**** Records provided ****

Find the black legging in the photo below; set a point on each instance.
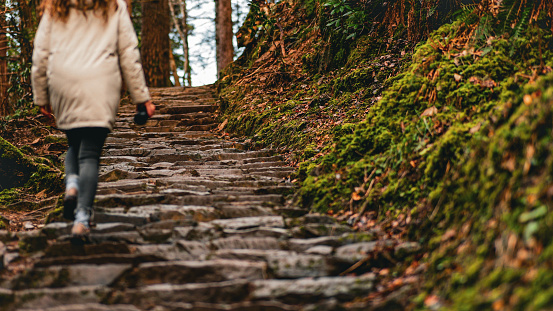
(82, 160)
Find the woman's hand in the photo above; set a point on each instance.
(47, 111)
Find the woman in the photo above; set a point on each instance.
(82, 50)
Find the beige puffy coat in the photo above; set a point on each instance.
(78, 64)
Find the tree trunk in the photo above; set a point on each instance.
(183, 33)
(223, 34)
(27, 29)
(156, 23)
(4, 81)
(174, 68)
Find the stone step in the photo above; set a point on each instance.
(54, 298)
(100, 259)
(182, 272)
(187, 109)
(86, 307)
(309, 290)
(240, 306)
(150, 296)
(66, 276)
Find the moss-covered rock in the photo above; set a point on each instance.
(15, 167)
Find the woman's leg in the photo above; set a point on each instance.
(71, 175)
(92, 141)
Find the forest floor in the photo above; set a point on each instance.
(26, 208)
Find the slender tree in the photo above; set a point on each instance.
(223, 34)
(156, 24)
(4, 84)
(182, 30)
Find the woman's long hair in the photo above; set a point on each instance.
(59, 9)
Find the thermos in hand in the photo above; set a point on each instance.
(141, 115)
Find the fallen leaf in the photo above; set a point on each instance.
(527, 99)
(222, 125)
(428, 112)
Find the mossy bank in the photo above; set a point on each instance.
(453, 135)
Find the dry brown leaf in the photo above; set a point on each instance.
(222, 125)
(527, 99)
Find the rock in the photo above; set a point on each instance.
(320, 250)
(301, 245)
(292, 265)
(312, 290)
(353, 253)
(56, 297)
(406, 248)
(74, 275)
(56, 229)
(5, 236)
(28, 225)
(183, 272)
(246, 243)
(153, 295)
(88, 307)
(240, 306)
(32, 241)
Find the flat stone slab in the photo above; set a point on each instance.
(56, 297)
(237, 242)
(183, 272)
(88, 307)
(250, 222)
(355, 252)
(240, 306)
(65, 276)
(312, 290)
(153, 295)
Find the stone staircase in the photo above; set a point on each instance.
(188, 221)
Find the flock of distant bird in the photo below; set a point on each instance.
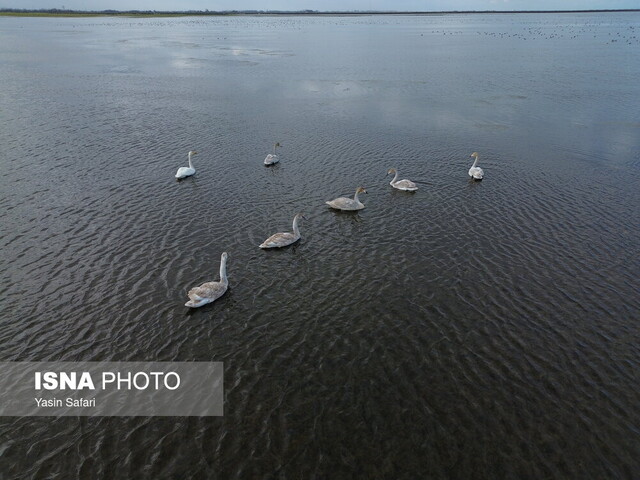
(211, 291)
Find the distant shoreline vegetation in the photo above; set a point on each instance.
(55, 12)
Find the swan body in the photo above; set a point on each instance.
(406, 185)
(349, 204)
(186, 171)
(476, 172)
(272, 157)
(278, 240)
(209, 291)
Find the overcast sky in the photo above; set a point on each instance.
(344, 5)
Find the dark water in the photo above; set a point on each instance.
(469, 330)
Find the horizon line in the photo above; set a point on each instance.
(303, 12)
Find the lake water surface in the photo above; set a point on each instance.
(469, 330)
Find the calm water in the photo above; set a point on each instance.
(469, 330)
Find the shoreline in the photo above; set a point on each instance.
(138, 13)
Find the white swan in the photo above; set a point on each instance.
(272, 157)
(406, 185)
(475, 172)
(344, 203)
(210, 291)
(186, 171)
(278, 240)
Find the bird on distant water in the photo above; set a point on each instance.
(210, 291)
(406, 185)
(278, 240)
(186, 171)
(476, 172)
(272, 157)
(349, 204)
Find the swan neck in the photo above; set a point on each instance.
(223, 270)
(296, 231)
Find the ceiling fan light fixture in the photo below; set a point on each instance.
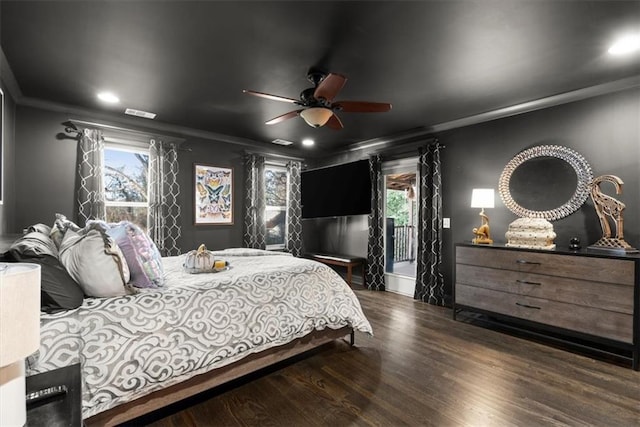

****

* Your task:
Write out the data above precisely. Pictures stay out.

* Answer space:
Find the black legging in the photo below; set a point on each instance.
(82, 160)
Find the woman's hand in the photo above; set a point on each instance.
(47, 111)
Find the woman in the photo above; set a point on each instance.
(82, 50)
Find the beige puffy coat in the photo above; set a point on each instance.
(78, 64)
Find the tree trunk in the photo above; set a point on each instance.
(183, 33)
(223, 34)
(27, 29)
(156, 23)
(4, 81)
(174, 68)
Find the stone step in the photo above; set a point on each instance.
(54, 298)
(100, 259)
(182, 272)
(187, 109)
(86, 307)
(309, 290)
(240, 306)
(150, 296)
(66, 276)
Find the moss-covered rock in the photo above; set a point on each instance.
(15, 167)
Find the woman's leg in the photo above; set a point on each instance.
(71, 175)
(92, 141)
Find the forest floor in the photo above; set a point on each instance.
(26, 208)
Find the slender tree in the photo above; set a point on each instance.
(223, 34)
(156, 24)
(4, 84)
(182, 30)
Find the woman's long hair in the photo above; set a point on each instance.
(59, 9)
Find the thermos in hand in the photo above; set a point on each instance.
(141, 115)
Find the fallen leaf in the photo above; set a point on each instance.
(527, 99)
(222, 125)
(428, 112)
Find the mossy bank in the photo above; set a point on each instance.
(453, 135)
Find the dry brown leaf in the photo above; set a point on each instance.
(222, 125)
(527, 99)
Find the rock in the photo above; set a point on each instance.
(320, 250)
(301, 245)
(292, 265)
(312, 290)
(353, 253)
(56, 297)
(406, 248)
(74, 275)
(56, 229)
(5, 236)
(28, 225)
(183, 272)
(246, 243)
(153, 295)
(88, 307)
(240, 306)
(32, 241)
Find the flat stone slab in the photo above; set a point on each instance.
(56, 297)
(237, 242)
(183, 272)
(88, 307)
(250, 222)
(355, 252)
(240, 306)
(65, 276)
(312, 290)
(153, 295)
Find the stone staircase in the photo above; set a point on each instance.
(188, 221)
Find the flock of distant bird in the photo below; set a point on each instance.
(211, 291)
Find the distant shoreline vegetation in the photo above; set a point on each instance.
(55, 12)
Find the swan body in the photo above; set a point on each instance.
(406, 185)
(349, 204)
(186, 171)
(476, 172)
(272, 157)
(278, 240)
(209, 291)
Find the overcast sky in the photo above; set a point on each instance.
(344, 5)
Find the dark water in the photo above; set a point on each instance.
(469, 330)
Find the horizon line in the photo above; set a point on each instance.
(303, 12)
Find the lake water surface in the photo above; set a point on each instance.
(469, 330)
Find the calm water in the photo above; set a point on each instance.
(469, 330)
Find the shoreline in the photo above; set a point on each instance.
(138, 13)
Find the white swan in the photo above; set a point on each instance.
(272, 157)
(406, 185)
(475, 172)
(344, 203)
(210, 291)
(186, 171)
(278, 240)
Find the bird on distant water in the photo above; set a point on each instance.
(210, 291)
(406, 185)
(278, 240)
(186, 171)
(476, 172)
(272, 157)
(349, 204)
Find the swan neck in the photo above; set a point on each instance.
(223, 270)
(296, 231)
Find the ceiling fan light fixture in the photo below; set a point on each instance.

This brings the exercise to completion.